• PASSAGE FOR REVIEW:
BEGIN
EQ M8.3 — HIDDEN-LAYER GRADIENT: THE BACKWARD PRODUCT $$ \delta_1 \;=\; \big( W_2^{\top}\, \delta_2 \big) \,\odot\, \varphi'(z_1), \qquad\quad \frac{\partial L}{\partial W_1} = \delta_1\, x^{\top}, \qquad \frac{\partial L}{\partial b_1} = \delta_1 $$

Read $W_2^{\top} \delta_2$ as EQ M8.1's sum-over-children done for every hidden unit at once: the same weights that carried activations forward carry blame backward, transposed. Then $\odot\, \varphi'(z_1)$ gates the blame through each unit's local slope — a saturated unit ($\varphi' \approx 0$) absorbs no gradient. Deeper nets just iterate this line: $\delta_{\ell} = (W_{\ell+1}^{\top} \delta_{\ell+1}) \odot \varphi'(z_{\ell})$. One matrix multiply per layer, backward — the mirror image of the forward pass, at roughly twice its FLOPs.

That is the entire algorithm. Forward to get values, EQ M8.2 to start the blame, EQ M8.3 once per hidden layer to pass it down, then step every parameter against its gradient. The cell below is the complete loop — a 2-4-1 network learning XOR from eight points, every gradient written by hand. Two hundred epochs, loss printed and plotted; the predictions at the end are the proof Chapter 07 promised:

PYTHON · RUNNABLE IN-BROWSER

import numpy as np
rng = np.random.default_rng(3)
END
• RECORDED DATA:
BEGIN
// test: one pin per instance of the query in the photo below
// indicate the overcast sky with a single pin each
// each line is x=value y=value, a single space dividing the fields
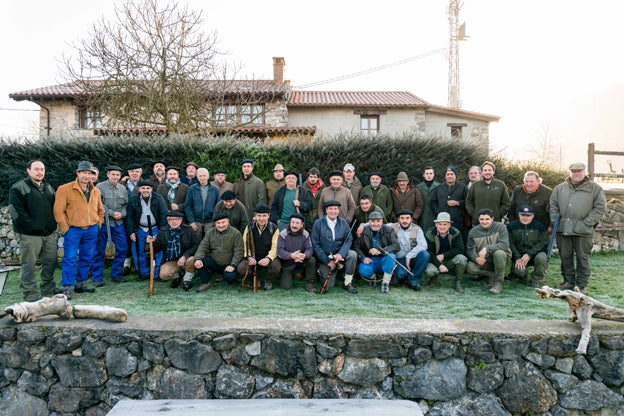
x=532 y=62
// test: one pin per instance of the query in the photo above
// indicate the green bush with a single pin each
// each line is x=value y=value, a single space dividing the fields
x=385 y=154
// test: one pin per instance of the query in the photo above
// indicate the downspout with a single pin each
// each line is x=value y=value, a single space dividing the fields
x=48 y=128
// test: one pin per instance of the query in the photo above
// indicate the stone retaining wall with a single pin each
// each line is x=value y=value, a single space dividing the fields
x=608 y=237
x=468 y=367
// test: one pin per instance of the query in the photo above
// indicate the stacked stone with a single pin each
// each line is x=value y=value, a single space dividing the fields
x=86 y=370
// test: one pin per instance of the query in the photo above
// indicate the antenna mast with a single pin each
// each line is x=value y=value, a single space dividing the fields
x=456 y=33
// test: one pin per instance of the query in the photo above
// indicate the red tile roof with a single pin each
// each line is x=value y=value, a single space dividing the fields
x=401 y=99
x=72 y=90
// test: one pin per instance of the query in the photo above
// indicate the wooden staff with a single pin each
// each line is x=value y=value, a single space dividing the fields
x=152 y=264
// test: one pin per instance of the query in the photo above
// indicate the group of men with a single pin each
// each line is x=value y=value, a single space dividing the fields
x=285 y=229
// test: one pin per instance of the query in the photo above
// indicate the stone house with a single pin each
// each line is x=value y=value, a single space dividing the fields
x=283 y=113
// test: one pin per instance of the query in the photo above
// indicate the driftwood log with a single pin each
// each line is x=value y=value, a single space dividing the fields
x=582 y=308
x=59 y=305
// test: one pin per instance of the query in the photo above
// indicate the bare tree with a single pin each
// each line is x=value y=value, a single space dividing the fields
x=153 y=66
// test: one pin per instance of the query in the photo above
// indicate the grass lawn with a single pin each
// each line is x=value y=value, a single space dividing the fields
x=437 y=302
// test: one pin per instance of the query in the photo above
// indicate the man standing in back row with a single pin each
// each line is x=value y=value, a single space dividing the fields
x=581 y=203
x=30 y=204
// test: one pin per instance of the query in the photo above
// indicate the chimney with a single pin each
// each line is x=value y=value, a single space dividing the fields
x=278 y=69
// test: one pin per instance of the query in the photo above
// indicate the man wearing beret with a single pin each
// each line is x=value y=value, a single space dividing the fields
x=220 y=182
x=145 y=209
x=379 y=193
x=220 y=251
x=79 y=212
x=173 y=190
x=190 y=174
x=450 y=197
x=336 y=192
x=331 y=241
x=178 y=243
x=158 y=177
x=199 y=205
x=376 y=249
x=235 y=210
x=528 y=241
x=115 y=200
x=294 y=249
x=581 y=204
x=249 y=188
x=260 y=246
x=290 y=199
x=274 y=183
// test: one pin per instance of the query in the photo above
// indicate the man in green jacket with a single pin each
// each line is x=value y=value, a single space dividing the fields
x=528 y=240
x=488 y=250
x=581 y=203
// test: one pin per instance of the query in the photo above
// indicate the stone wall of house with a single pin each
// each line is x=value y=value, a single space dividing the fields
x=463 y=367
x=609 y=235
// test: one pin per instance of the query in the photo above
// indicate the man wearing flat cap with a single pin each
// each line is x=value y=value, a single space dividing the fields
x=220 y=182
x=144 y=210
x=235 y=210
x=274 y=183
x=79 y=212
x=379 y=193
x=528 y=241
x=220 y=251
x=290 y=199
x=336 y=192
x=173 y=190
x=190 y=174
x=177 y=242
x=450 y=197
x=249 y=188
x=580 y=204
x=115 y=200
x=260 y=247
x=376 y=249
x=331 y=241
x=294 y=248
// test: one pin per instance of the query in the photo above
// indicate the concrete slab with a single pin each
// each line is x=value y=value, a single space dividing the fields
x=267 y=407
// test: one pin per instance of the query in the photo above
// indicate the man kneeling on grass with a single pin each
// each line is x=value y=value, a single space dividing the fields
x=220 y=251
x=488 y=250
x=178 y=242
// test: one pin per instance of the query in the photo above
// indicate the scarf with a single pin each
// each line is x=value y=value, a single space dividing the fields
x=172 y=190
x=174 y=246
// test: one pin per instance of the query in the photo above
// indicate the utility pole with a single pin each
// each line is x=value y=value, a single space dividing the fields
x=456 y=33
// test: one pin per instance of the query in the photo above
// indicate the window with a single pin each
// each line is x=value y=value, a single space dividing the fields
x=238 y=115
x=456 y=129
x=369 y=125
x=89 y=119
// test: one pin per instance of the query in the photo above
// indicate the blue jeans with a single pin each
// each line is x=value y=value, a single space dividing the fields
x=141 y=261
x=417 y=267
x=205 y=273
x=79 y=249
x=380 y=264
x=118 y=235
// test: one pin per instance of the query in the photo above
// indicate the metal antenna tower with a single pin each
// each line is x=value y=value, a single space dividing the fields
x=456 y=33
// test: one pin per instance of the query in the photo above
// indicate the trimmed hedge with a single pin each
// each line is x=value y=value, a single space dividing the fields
END
• REQUIRED TASKS:
[1] Restate the part of the backpropagation text that opens with the words containing "EQ M8.3 — HIDDEN-LAYER" and closes with "twice its FLOPs.", renaming "blame" to "error" throughout.
[2] Write what comes next in the backpropagation text, picking up after its last line.
The records have no connection to the backpropagation text.

• ANSWERS IN ORDER:
[1]
EQ M8.3 — HIDDEN-LAYER GRADIENT: THE BACKWARD PRODUCT $$ \delta_1 \;=\; \big( W_2^{\top}\, \delta_2 \big) \,\odot\, \varphi'(z_1), \qquad\quad \frac{\partial L}{\partial W_1} = \delta_1\, x^{\top}, \qquad \frac{\partial L}{\partial b_1} = \delta_1 $$

Read $W_2^{\top} \delta_2$ as EQ M8.1's sum-over-children done for every hidden unit at once: the same weights that carried activations forward carry error backward, transposed. Then $\odot\, \varphi'(z_1)$ gates the error through each unit's local slope — a saturated unit ($\varphi' \approx 0$) absorbs no gradient. Deeper nets just iterate this line: $\delta_{\ell} = (W_{\ell+1}^{\top} \delta_{\ell+1}) \odot \varphi'(z_{\ell})$. One matrix multiply per layer, backward — the mirror image of the forward pass, at roughly twice its FLOPs.

[2]
# 8 points on the XOR pattern -- the dataset Ch07 proved no linear model can fit
X = np.array([[0,0],[0,1],[1,0],[1,1],[.1,.1],[.1,.9],[.9,.1],[.9,.9]], float)
y = np.array([0,1,1,0,0,1,1,0], float).reshape(-1,1)

W1 = rng.normal(0, 1.0, (4,2)); b1 = np.zeros(4)        # a 2-4-1 net, tanh hidden
W2 = rng.normal(0, 1.0, (1,4)); b2 = np.zeros(1)
lr, losses = 2.0, []

for epoch in range(201):
    H = np.tanh(X @ W1.T + b1)                          # forward
    p = 1/(1 + np.exp(-(H @ W2.T + b2)))
    L = -np.mean(y*np.log(p+1e-9) + (1-y)*np.log(1-p+1e-9))
    losses.append(L)
    dZ2 = (p - y)/len(X)                                # EQ M8.2: error IS the gradient
    dW2 = dZ2.T @ H;  db2 = dZ2.sum(0)
    dZ1 = (dZ2 @ W2) * (1 - H**2)                       # EQ M8.3: backward product, tanh gate
    dW1 = dZ1.T @ X;  db1 = dZ1.sum(0)
    W1 -= lr*dW1; b1 -= lr*db1; W2 -= lr*dW2; b2 -= lr*db2   # gradient step
    if epoch % 25 == 0: print(f"epoch {epoch:3d}   loss {L:.4f}")

print("\npredictions:", np.round(p.ravel(), 2))
print("targets:    ", y.ravel())
plot_xy(list(range(len(losses))), losses)

change lr to 8.0 or the seed to 1 — watch the curve, not the code

Sixteen lines of algorithm, and they are the same sixteen lines that train a frontier model — more layers in the loop, attention and normalization among the ops, ~10¹³ parameters instead of 17, but EQ M8.2 and M8.3 are doing all the work either way.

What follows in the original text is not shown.